Passage shown

::::::::::

# Citadel Paint Brushes. Problems with.



## Uveron (Jun 11, 2011)

Greetings all. 

I brought a new paint brush 2 weeks ago, a Citadel fine detail brush. 
Well I was using it this afternoon, and it didn't appear to be applying paint very well at all.

well beeing as though Iam at work, I looked at the head though my 10x mag microscope, and it appears that over 50% of the brisles have fallen out/broken

Is this a common thing with the citadel brushes? Does anyone have any tips on how to keep them good?


----------



## Djinn24 (Jan 12, 2008)

Tip 1: Don't buy them
Tip 2: Don't buy them
Tip 3: Buy a Kolinsky crush and some good cleaner.


----------



## Lubacca (Sep 4, 2011)

Citadel brushes aren't the best in the world. Most people swear by either:
Windsor & Newton
or
Raphael

They both have a very good series of Kolinsky brushes that work fantastically well for painting miniatures. Granted they aren't inexpensive by any means of the word.. you will probably spend a little over 40 dollars (American) for the three most commonly used brushes 00, 1, 2. But they last a LONG time. 

Also consider buying a Master Brush Cleaning tub, use it once a week on your brushes, it helps keep the point longer and helps get all of the paint that may stick to your brush off. 

Hope this helps my friend, good luck and happy painting!

(Also, take the damn thing back to the shop and try to get your money back...that's just shitty)


----------



## Midge913 (Oct 21, 2010)

::::::::::

Tasks to complete
A – Answer from the Citadel brush thread:
(i) How long before posting did Uveron buy the fine detail brush?
(ii) Which two brands does Lubacca say most people swear by?
(iii) How often does Lubacca suggest using the Master Brush Cleaning tub?
B – Retype the part of the Citadel brush thread that begins at the words "Citadel brushes aren't" and stops after "a LONG time.", keeping every character unchanged.
The rows have no connection to the Citadel brush thread.

Picture shape labeling items
::::::::::

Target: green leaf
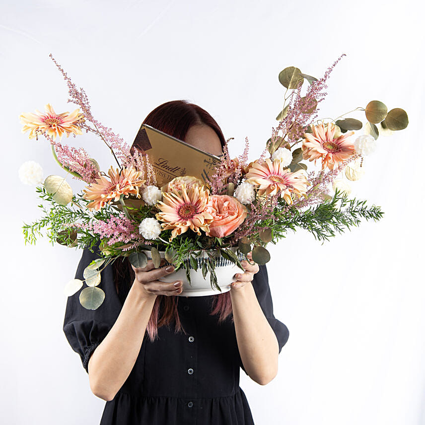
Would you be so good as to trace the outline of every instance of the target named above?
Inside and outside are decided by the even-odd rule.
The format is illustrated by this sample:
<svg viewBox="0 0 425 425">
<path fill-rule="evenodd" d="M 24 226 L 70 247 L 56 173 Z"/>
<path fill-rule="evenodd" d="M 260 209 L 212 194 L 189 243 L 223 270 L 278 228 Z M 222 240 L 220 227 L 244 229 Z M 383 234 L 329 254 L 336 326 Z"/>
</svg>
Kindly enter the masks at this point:
<svg viewBox="0 0 425 425">
<path fill-rule="evenodd" d="M 311 84 L 312 84 L 313 82 L 315 81 L 317 81 L 317 78 L 315 77 L 312 77 L 311 75 L 307 75 L 307 74 L 301 74 L 304 78 L 305 78 Z"/>
<path fill-rule="evenodd" d="M 165 251 L 165 259 L 168 263 L 172 264 L 174 262 L 174 258 L 176 256 L 177 251 L 175 249 L 168 249 Z"/>
<path fill-rule="evenodd" d="M 196 261 L 195 257 L 192 257 L 191 255 L 189 257 L 189 261 L 190 261 L 190 265 L 192 266 L 192 268 L 194 270 L 198 270 L 198 263 Z"/>
<path fill-rule="evenodd" d="M 265 248 L 256 246 L 252 250 L 252 259 L 257 264 L 264 265 L 270 260 L 270 254 Z"/>
<path fill-rule="evenodd" d="M 368 121 L 364 125 L 364 131 L 366 134 L 370 135 L 373 137 L 373 139 L 376 140 L 379 136 L 379 132 L 378 131 L 378 128 L 375 124 Z"/>
<path fill-rule="evenodd" d="M 394 108 L 387 114 L 383 123 L 387 128 L 393 131 L 397 131 L 404 130 L 407 127 L 409 119 L 406 111 L 401 108 Z M 384 127 L 382 123 L 381 125 Z"/>
<path fill-rule="evenodd" d="M 305 96 L 301 97 L 300 109 L 303 114 L 312 114 L 317 107 L 317 101 L 315 99 L 311 99 L 307 103 Z"/>
<path fill-rule="evenodd" d="M 152 246 L 150 249 L 150 254 L 152 256 L 153 267 L 157 269 L 161 264 L 161 255 L 159 254 L 159 251 L 154 246 Z"/>
<path fill-rule="evenodd" d="M 379 100 L 371 100 L 364 110 L 366 119 L 372 124 L 377 124 L 387 116 L 386 105 Z"/>
<path fill-rule="evenodd" d="M 137 269 L 143 269 L 147 264 L 147 257 L 144 252 L 132 252 L 129 256 L 129 261 Z"/>
<path fill-rule="evenodd" d="M 273 239 L 272 237 L 272 229 L 270 227 L 268 227 L 265 230 L 261 230 L 259 232 L 260 239 L 265 243 L 271 242 Z"/>
<path fill-rule="evenodd" d="M 292 162 L 296 163 L 302 160 L 302 149 L 300 147 L 295 149 L 292 152 Z"/>
<path fill-rule="evenodd" d="M 295 67 L 288 67 L 279 72 L 279 82 L 289 89 L 298 88 L 304 82 L 301 71 Z"/>
<path fill-rule="evenodd" d="M 248 254 L 251 251 L 251 243 L 248 238 L 244 236 L 240 239 L 238 243 L 238 248 L 242 254 L 245 255 Z"/>
</svg>

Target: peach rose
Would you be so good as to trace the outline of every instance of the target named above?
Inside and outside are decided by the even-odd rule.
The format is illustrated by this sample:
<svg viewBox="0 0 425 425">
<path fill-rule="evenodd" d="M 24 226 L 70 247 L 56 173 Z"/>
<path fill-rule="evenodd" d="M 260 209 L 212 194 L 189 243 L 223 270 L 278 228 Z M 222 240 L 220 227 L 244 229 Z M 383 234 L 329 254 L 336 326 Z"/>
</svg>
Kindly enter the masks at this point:
<svg viewBox="0 0 425 425">
<path fill-rule="evenodd" d="M 248 211 L 235 198 L 227 195 L 212 195 L 205 211 L 213 217 L 210 231 L 205 234 L 217 238 L 228 236 L 246 217 Z"/>
</svg>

::::::::::

Solutions to the problems
A –
(i) Two weeks.
(ii) Windsor & Newton and Raphael.
(iii) Once a week.

B –
Citadel brushes aren't the best in the world. Most people swear by either:
Windsor & Newton
or
Raphael

They both have a very good series of Kolinsky brushes that work fantastically well for painting miniatures. Granted they aren't inexpensive by any means of the word.. you will probably spend a little over 40 dollars (American) for the three most commonly used brushes 00, 1, 2. But they last a LONG time.